Task 1: Please duplicate the Meyer Burger article between "Meyer Burger Germany" and "which expires today.", inclusive.
Task 2: Pick up the Meyer Burger article where it stops and keep writing it.

Swiss solar manufacturer Meyer Burger has pulled the plug on its US solar module factory in Arizona and laid off nearly 300 workers; now, there’s more bad news.
June 2, 2025: On Saturday, May 31, Meyer Burger announced that its subsidiaries in Germany have each filed for insolvency proceedings. As we wrote below last week, the employees in Hohenstein-Ernstthal in Saxony and Bitterfeld-Wolfen in Lower Saxony were furloughed last year, but they’ve now been laid off.
Meyer Burger Germany in Hohenstein-Ernstthal employs 289 people in mechanical engineering and technology development. Meyer Burger Industries’ solar cell factory in Bitterfeld-Wolfen employs 331 people.
Subsidiary Meyer Burger (Switzerland) AG, which employs around 60 people in Thun, will remain in operation. Meyer Burger (Americas) Ltd. will also remain a company.
Due to ongoing financing discussions on restructuring, the company has requested an extension of the deadline for presenting its 2024 financial results, which expires today.
May 30, 2025: On May 29, all 282 remaining employees at the Goodyear, Arizona, factory received termination notices, and operations were shut down immediately. The site was still in its ramp-up phase and had a planned annual production capacity of 1.4 gigawatts. Meyer Burger had just started assembling solar cells imported from its factory in Germany.
The company says it’s been forced to shut down the US plant due to a lack of funding. The future of the Goodyear facility is now uncertain.

Given entries:

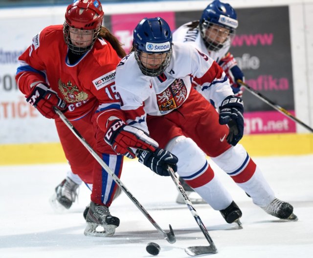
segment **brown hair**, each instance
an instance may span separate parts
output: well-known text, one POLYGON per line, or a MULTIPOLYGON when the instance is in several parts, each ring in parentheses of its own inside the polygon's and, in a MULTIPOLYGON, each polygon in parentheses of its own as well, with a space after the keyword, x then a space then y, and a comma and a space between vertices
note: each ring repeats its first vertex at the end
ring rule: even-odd
POLYGON ((101 26, 98 36, 109 42, 113 48, 116 51, 116 53, 119 57, 123 58, 126 55, 126 53, 122 47, 123 44, 119 41, 115 36, 110 32, 109 29, 105 27, 101 26))

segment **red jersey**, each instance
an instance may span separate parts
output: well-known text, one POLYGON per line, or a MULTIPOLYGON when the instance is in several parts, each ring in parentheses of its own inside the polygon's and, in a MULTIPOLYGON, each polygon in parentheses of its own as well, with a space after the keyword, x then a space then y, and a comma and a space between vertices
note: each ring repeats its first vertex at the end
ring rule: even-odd
POLYGON ((18 86, 27 95, 38 83, 48 85, 66 102, 69 120, 96 110, 98 126, 105 131, 108 114, 123 117, 115 87, 120 58, 109 43, 98 38, 91 50, 70 64, 63 28, 49 26, 33 38, 32 44, 19 58, 18 86))

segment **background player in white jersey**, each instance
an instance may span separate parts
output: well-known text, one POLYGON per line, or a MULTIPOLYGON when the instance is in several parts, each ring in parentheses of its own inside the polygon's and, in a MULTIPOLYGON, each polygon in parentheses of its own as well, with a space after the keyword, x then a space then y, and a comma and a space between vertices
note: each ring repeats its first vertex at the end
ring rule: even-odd
MULTIPOLYGON (((161 18, 143 19, 134 31, 133 52, 116 67, 116 89, 127 122, 176 155, 178 173, 226 222, 241 211, 209 165, 204 152, 268 214, 295 219, 290 204, 276 198, 260 169, 240 144, 243 102, 233 95, 221 67, 187 44, 172 43, 161 18), (220 113, 192 86, 207 90, 220 113), (231 129, 226 124, 231 123, 231 129)), ((145 164, 152 154, 140 151, 145 164)), ((164 175, 168 175, 165 173, 164 175)))
MULTIPOLYGON (((200 20, 188 22, 178 28, 173 33, 173 39, 175 42, 192 44, 214 60, 225 71, 234 94, 241 97, 241 87, 236 82, 238 80, 244 81, 244 74, 229 52, 238 25, 234 8, 228 3, 215 0, 204 9, 200 20)), ((202 90, 195 82, 194 86, 208 99, 205 90, 202 90)), ((210 100, 214 105, 212 100, 210 100)), ((186 188, 192 201, 205 203, 183 179, 179 178, 179 181, 186 188)), ((176 201, 184 203, 181 194, 178 195, 176 201)))

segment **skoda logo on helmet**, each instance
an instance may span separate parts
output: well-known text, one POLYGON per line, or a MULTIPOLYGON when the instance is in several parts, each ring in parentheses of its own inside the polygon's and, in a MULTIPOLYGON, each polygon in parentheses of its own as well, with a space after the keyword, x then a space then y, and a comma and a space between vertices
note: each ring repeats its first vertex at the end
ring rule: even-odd
POLYGON ((147 49, 148 50, 152 50, 153 49, 153 46, 151 44, 148 44, 147 45, 147 49))

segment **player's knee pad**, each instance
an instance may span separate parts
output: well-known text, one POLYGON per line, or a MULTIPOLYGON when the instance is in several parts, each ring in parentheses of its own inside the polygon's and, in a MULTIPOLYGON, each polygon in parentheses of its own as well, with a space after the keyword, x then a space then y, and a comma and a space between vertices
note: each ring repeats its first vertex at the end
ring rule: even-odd
POLYGON ((177 172, 180 176, 200 174, 207 169, 205 154, 190 138, 183 135, 174 138, 165 149, 178 158, 177 172))
POLYGON ((212 160, 225 172, 230 174, 241 168, 243 169, 250 157, 244 147, 237 144, 219 156, 212 158, 212 160))

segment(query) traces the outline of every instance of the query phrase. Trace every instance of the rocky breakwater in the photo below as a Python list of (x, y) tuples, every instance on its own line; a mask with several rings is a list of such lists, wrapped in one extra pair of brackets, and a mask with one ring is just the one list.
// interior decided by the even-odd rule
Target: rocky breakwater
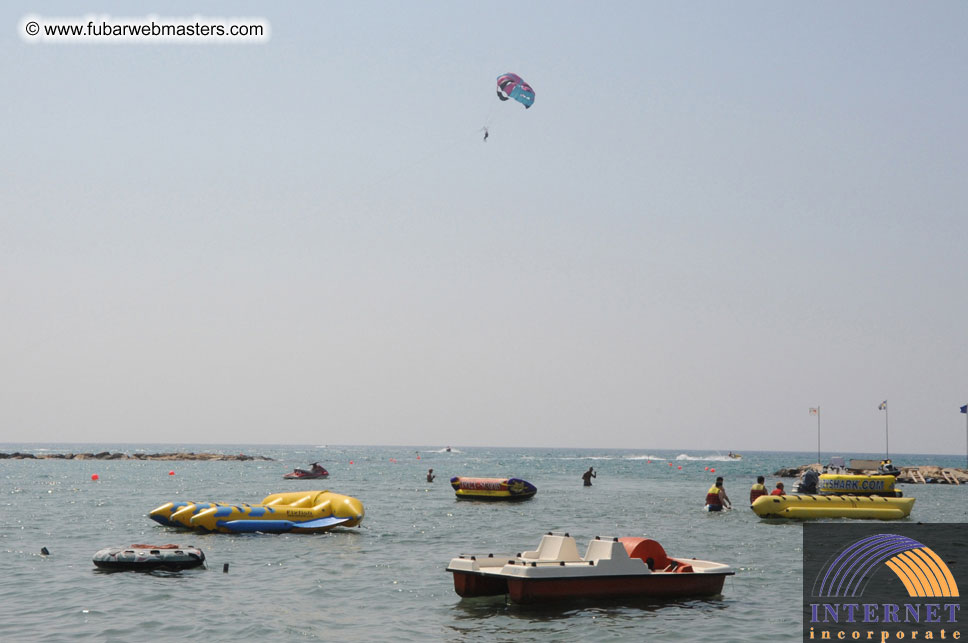
[(261, 455), (227, 455), (225, 453), (0, 453), (0, 460), (272, 460)]
[[(799, 478), (804, 471), (813, 470), (823, 473), (823, 465), (802, 464), (799, 467), (779, 469), (773, 473), (778, 478)], [(917, 467), (901, 467), (901, 473), (897, 476), (898, 482), (905, 483), (938, 483), (938, 484), (968, 484), (968, 469), (958, 469), (955, 467), (939, 467), (937, 465), (925, 464)], [(857, 475), (877, 475), (876, 469), (851, 469), (849, 473)]]

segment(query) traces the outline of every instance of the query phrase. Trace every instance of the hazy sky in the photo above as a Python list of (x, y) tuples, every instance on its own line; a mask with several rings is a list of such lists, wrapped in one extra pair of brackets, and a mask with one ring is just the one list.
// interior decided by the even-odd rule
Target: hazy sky
[(0, 7), (0, 441), (965, 452), (963, 0), (150, 6)]

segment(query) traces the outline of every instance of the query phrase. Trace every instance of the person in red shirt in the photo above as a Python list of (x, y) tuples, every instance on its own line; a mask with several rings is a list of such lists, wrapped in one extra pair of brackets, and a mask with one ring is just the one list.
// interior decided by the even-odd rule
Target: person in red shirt
[(763, 486), (765, 481), (766, 478), (763, 476), (756, 477), (756, 484), (750, 487), (750, 504), (753, 504), (753, 501), (760, 496), (765, 496), (767, 494), (766, 487)]

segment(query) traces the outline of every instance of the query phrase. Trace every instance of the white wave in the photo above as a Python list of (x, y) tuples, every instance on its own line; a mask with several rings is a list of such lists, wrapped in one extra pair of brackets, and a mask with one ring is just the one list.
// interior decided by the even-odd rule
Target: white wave
[(728, 455), (688, 455), (685, 453), (680, 453), (676, 456), (676, 460), (698, 460), (701, 462), (732, 462), (733, 458)]

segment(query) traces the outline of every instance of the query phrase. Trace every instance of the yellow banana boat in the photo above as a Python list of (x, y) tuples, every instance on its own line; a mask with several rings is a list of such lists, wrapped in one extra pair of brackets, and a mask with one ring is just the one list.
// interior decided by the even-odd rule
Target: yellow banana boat
[(761, 518), (859, 518), (898, 520), (914, 508), (914, 498), (881, 496), (760, 496), (750, 505)]
[(262, 502), (168, 502), (148, 517), (167, 527), (221, 533), (319, 533), (355, 527), (363, 520), (363, 503), (330, 491), (274, 493)]

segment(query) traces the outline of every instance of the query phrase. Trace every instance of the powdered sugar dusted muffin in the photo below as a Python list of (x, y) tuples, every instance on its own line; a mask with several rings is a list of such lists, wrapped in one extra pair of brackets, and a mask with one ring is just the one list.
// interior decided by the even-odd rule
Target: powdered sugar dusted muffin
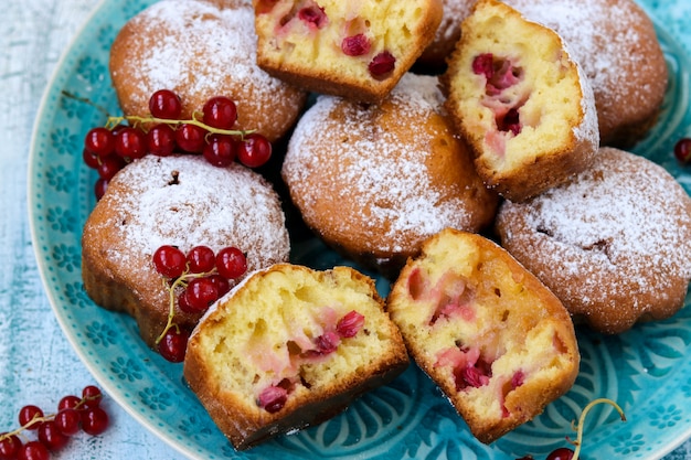
[(257, 63), (295, 85), (384, 98), (434, 38), (442, 0), (254, 0)]
[(578, 373), (564, 306), (480, 235), (445, 229), (429, 238), (386, 304), (411, 356), (482, 442), (542, 413)]
[(407, 367), (383, 303), (352, 268), (275, 265), (211, 308), (184, 377), (237, 449), (317, 425)]
[(162, 0), (130, 19), (110, 49), (110, 76), (126, 115), (149, 114), (149, 97), (171, 89), (183, 119), (213, 96), (238, 108), (237, 127), (270, 141), (295, 124), (306, 94), (256, 65), (249, 0)]
[(300, 119), (283, 176), (308, 226), (395, 277), (445, 227), (479, 231), (497, 196), (443, 109), (437, 78), (406, 74), (379, 105), (321, 96)]
[(603, 146), (634, 145), (652, 127), (668, 82), (652, 21), (632, 0), (506, 0), (568, 43), (595, 93)]
[(604, 333), (671, 317), (691, 279), (691, 200), (661, 167), (613, 148), (572, 181), (502, 204), (501, 244)]
[[(89, 215), (82, 236), (84, 288), (97, 304), (137, 320), (153, 347), (168, 320), (169, 291), (152, 263), (163, 245), (187, 254), (233, 246), (256, 270), (290, 250), (278, 196), (255, 172), (216, 168), (201, 156), (147, 156), (121, 170)], [(191, 330), (200, 314), (176, 301), (174, 322)]]
[(443, 69), (460, 38), (460, 23), (470, 14), (476, 0), (443, 0), (444, 14), (434, 40), (425, 49), (418, 63), (428, 71)]
[(498, 0), (478, 1), (463, 22), (444, 82), (478, 174), (510, 200), (564, 182), (597, 151), (585, 74), (554, 31)]

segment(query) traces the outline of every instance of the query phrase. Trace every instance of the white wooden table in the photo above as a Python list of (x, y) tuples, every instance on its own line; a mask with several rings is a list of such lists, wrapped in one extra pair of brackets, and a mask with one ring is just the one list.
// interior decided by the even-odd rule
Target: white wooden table
[[(63, 336), (41, 286), (28, 224), (26, 165), (42, 93), (97, 2), (0, 1), (0, 432), (17, 426), (21, 406), (52, 408), (63, 395), (94, 383)], [(95, 438), (75, 437), (53, 458), (182, 457), (115, 403), (104, 404), (111, 427)], [(691, 459), (691, 441), (666, 457), (683, 459)]]

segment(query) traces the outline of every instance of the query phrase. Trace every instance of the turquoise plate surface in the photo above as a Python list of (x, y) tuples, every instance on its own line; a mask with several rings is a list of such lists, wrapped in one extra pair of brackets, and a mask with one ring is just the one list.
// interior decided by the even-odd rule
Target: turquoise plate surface
[[(472, 438), (465, 422), (429, 379), (411, 366), (389, 386), (371, 392), (337, 418), (297, 435), (236, 452), (194, 394), (181, 366), (164, 362), (139, 340), (135, 322), (102, 310), (81, 279), (82, 227), (94, 206), (95, 173), (82, 161), (85, 132), (104, 124), (103, 114), (64, 92), (119, 114), (108, 76), (108, 50), (125, 21), (151, 0), (105, 0), (66, 51), (44, 95), (36, 119), (29, 170), (32, 237), (43, 282), (66, 336), (107, 393), (132, 417), (193, 459), (544, 458), (574, 437), (572, 420), (592, 399), (608, 397), (625, 409), (621, 422), (610, 406), (587, 420), (587, 458), (657, 459), (691, 435), (691, 308), (674, 318), (639, 325), (621, 335), (578, 330), (583, 355), (573, 389), (533, 421), (491, 447)], [(691, 190), (690, 170), (680, 168), (674, 141), (691, 136), (689, 76), (691, 6), (682, 0), (647, 0), (670, 68), (663, 113), (635, 151), (667, 168)], [(662, 26), (662, 24), (665, 26)], [(295, 248), (294, 260), (316, 268), (348, 264), (316, 239)], [(378, 284), (382, 293), (389, 289)]]

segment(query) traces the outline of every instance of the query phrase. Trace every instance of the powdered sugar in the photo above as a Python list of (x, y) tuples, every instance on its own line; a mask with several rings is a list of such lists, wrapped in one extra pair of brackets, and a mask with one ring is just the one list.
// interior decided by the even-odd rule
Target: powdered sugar
[[(430, 135), (411, 132), (432, 114), (443, 113), (443, 100), (437, 78), (413, 74), (406, 74), (381, 106), (320, 96), (300, 119), (283, 170), (291, 195), (305, 203), (306, 221), (331, 218), (327, 226), (361, 239), (359, 244), (375, 254), (406, 249), (411, 238), (447, 226), (472, 226), (463, 191), (432, 183), (426, 164)], [(390, 129), (382, 128), (384, 118)], [(316, 176), (326, 170), (328, 178)], [(313, 188), (317, 181), (319, 190)], [(325, 192), (333, 193), (327, 200), (337, 203), (330, 217), (317, 205)], [(338, 203), (349, 203), (353, 215), (337, 208)]]

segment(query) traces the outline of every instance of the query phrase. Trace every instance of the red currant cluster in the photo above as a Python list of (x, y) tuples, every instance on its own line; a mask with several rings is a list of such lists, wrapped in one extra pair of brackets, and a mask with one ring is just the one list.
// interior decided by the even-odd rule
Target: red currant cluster
[(674, 157), (680, 163), (691, 163), (691, 138), (682, 138), (674, 145)]
[[(108, 414), (100, 407), (103, 394), (89, 385), (82, 397), (68, 395), (57, 404), (57, 413), (44, 415), (33, 405), (19, 411), (20, 428), (0, 434), (0, 460), (47, 460), (67, 445), (79, 430), (91, 436), (100, 435), (108, 428)], [(36, 439), (20, 439), (23, 431), (36, 431)]]
[(230, 289), (230, 280), (247, 271), (247, 260), (236, 247), (224, 247), (214, 253), (208, 246), (195, 246), (184, 254), (176, 246), (159, 247), (152, 257), (156, 271), (171, 282), (168, 324), (157, 340), (158, 351), (166, 360), (179, 363), (184, 360), (189, 332), (173, 322), (176, 293), (178, 307), (187, 313), (203, 313)]
[(109, 117), (105, 127), (86, 133), (83, 158), (98, 172), (97, 199), (120, 169), (147, 153), (159, 157), (173, 152), (201, 153), (220, 168), (235, 160), (258, 168), (272, 156), (272, 143), (264, 136), (233, 130), (237, 107), (227, 97), (212, 97), (200, 114), (182, 120), (180, 97), (170, 89), (159, 89), (149, 99), (149, 117)]

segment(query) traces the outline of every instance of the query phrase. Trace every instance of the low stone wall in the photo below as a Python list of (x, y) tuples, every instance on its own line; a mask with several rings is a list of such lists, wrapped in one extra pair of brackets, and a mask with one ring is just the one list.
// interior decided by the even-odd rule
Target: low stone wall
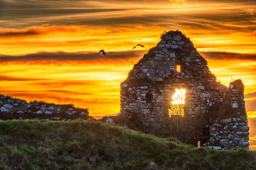
[(0, 95), (0, 120), (45, 119), (69, 121), (89, 117), (87, 109), (76, 108), (72, 105), (56, 105), (13, 98)]
[(249, 149), (247, 123), (247, 119), (244, 118), (229, 118), (216, 123), (210, 128), (210, 142), (205, 145), (217, 149), (232, 149), (238, 147)]

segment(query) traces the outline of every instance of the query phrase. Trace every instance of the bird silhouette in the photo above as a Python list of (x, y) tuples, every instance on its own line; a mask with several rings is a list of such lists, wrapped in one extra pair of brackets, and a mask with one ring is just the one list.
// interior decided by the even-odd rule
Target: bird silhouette
[(98, 54), (98, 55), (97, 55), (97, 56), (99, 55), (99, 54), (100, 54), (100, 53), (101, 52), (102, 52), (102, 53), (103, 54), (105, 55), (106, 55), (106, 53), (105, 53), (105, 51), (104, 51), (104, 50), (101, 50), (100, 51), (100, 52), (99, 52), (99, 54)]
[(140, 44), (138, 44), (137, 45), (136, 45), (136, 46), (135, 46), (135, 47), (133, 47), (133, 48), (132, 48), (132, 49), (133, 49), (133, 48), (135, 48), (135, 47), (136, 47), (137, 46), (142, 46), (142, 47), (145, 47), (145, 46), (142, 46), (142, 45), (140, 45)]

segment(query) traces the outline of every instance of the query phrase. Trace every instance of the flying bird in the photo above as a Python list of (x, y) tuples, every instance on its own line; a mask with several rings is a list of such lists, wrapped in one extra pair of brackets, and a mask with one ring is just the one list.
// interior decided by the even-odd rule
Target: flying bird
[(132, 48), (132, 49), (133, 49), (133, 48), (135, 48), (135, 47), (136, 47), (137, 46), (142, 46), (142, 47), (145, 47), (144, 46), (142, 46), (142, 45), (140, 45), (140, 44), (138, 44), (138, 45), (136, 45), (136, 46), (135, 46), (135, 47), (133, 47), (133, 48)]
[(101, 50), (100, 51), (100, 52), (99, 52), (99, 54), (98, 54), (98, 55), (97, 55), (97, 56), (99, 55), (99, 54), (100, 54), (100, 53), (101, 52), (102, 52), (102, 53), (103, 54), (105, 55), (106, 55), (106, 53), (105, 53), (105, 51), (104, 51), (104, 50)]

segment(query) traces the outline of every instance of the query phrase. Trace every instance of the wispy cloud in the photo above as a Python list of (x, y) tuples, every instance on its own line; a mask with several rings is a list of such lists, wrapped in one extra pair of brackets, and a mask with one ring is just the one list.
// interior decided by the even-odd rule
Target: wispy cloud
[(200, 52), (200, 54), (206, 59), (256, 60), (256, 54), (236, 53), (219, 51), (201, 52)]
[(38, 81), (50, 79), (19, 77), (0, 75), (0, 81)]
[[(141, 51), (112, 52), (105, 51), (107, 54), (103, 55), (99, 53), (89, 53), (78, 52), (66, 53), (58, 52), (55, 53), (42, 52), (21, 56), (0, 55), (0, 62), (14, 61), (88, 61), (100, 60), (114, 60), (140, 58), (145, 53)], [(43, 62), (42, 63), (43, 63)], [(47, 64), (48, 64), (47, 63)]]

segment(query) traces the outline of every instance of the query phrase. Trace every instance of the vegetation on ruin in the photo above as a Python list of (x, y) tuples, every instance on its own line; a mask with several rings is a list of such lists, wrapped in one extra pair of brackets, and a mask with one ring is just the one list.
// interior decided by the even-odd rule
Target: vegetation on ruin
[(184, 145), (89, 120), (0, 123), (2, 169), (252, 169), (255, 151)]

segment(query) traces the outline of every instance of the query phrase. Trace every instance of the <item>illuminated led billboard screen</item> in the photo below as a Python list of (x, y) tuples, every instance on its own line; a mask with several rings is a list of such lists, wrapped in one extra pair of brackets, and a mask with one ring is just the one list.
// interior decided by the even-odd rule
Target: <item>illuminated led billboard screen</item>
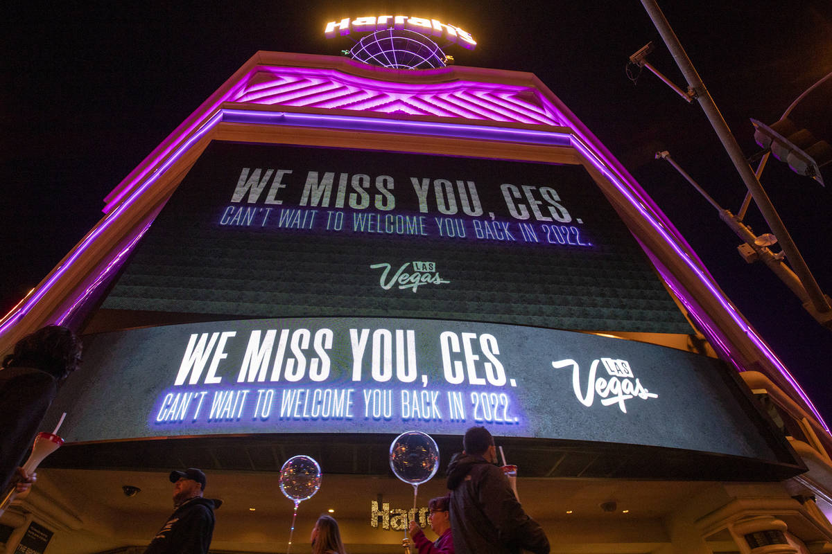
[(579, 332), (691, 331), (580, 165), (215, 142), (102, 308), (71, 441), (484, 424), (788, 461), (722, 362)]
[(580, 165), (223, 142), (102, 307), (691, 332)]
[(483, 424), (771, 463), (782, 452), (721, 361), (574, 331), (367, 317), (157, 326), (86, 337), (82, 370), (52, 408), (68, 412), (71, 441)]

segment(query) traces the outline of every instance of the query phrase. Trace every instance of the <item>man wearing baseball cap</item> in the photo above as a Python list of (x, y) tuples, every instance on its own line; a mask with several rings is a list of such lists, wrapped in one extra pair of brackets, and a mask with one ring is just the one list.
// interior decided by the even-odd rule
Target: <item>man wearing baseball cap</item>
[(214, 533), (214, 510), (221, 500), (203, 498), (206, 474), (196, 468), (171, 471), (173, 513), (145, 554), (207, 554)]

Task output 1:
Meyer Burger Germany in Hohenstein-Ernstthal employs 289 people in mechanical engineering and technology development. Meyer Burger Industries’ solar cell factory in Bitterfeld-Wolfen employs 331 people.
Subsidiary Meyer Burger (Switzerland) AG, which employs around 60 people in Thun, will remain in operation. Meyer Burger (Americas) Ltd. will also remain a company.
Due to ongoing financing discussions on restructuring, the company has requested an extension of the deadline for presenting its 2024 financial results, which expires today.

Task output 2:
Meyer Burger is currently in talks with bondholders as it tries to restructure debt tied to two convertible bonds that mature in 2027 and 2029. Those bonds were issued by its subsidiary MBT Systems GmbH and guaranteed by the parent company.
It’s unclear what this means for Meyer Burger’s factories in eastern Germany, a company spokesperson told German press agency dpa. Around 300 employees at each site, in Hohenstein-Ernstthal in Saxony and Bitterfeld-Wolfen in Lower Saxony, were furloughed last year.
Meyer Burger has struggled for a few years, in no small part due to competition from cheaper Chinese solar imports. In 2024, it cut around 20% of its 1,000-person workforce, even as it moved ahead with US expansion plans. In December, the company secured nearly $40 million in bridge financing from creditors to keep things afloat, but that money appears to have run dry.
Meyer Burger says it will share more information as it becomes available.